> _RECORDS FOR THIS EXERCISE_:
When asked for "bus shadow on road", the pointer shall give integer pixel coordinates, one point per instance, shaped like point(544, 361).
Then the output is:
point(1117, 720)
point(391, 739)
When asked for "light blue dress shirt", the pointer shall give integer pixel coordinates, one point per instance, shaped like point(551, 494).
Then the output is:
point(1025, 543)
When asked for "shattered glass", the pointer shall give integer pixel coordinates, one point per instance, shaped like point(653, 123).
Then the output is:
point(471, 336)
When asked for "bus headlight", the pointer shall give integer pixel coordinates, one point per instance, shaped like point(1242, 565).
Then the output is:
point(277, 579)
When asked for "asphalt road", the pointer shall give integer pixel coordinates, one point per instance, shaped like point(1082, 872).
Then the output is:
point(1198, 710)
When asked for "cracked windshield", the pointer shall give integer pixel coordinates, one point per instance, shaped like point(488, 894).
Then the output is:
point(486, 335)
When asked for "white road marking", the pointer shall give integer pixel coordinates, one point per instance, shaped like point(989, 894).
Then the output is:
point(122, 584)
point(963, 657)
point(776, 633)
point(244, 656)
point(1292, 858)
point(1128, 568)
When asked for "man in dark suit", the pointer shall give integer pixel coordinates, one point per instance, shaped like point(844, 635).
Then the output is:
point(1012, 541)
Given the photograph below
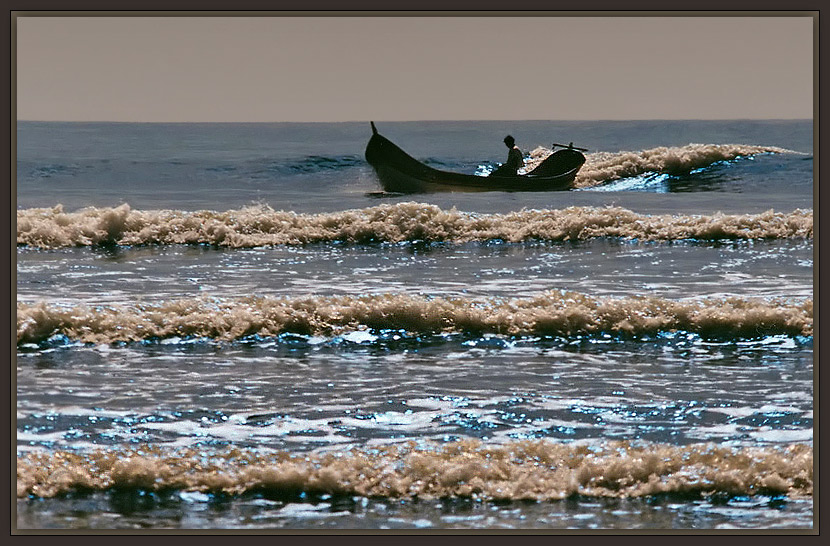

> _WORK INSTRUCTION_: Working from the entries above, filter out every line that lacks "road" and copy what remains.

> _SOLUTION TO THE EXERCISE_:
When asked for "bus shadow on road", the pointer shall give integer pixel coordinates, one point per instance, shaped like point(544, 361).
When asked for "asphalt road", the pointer shall give integer pixel coordinates, one point per instance, shaped like point(1082, 872).
When asked for "white road marking", the pointer shall give integer pixel coordinates, one point per instance, shaped like point(989, 894).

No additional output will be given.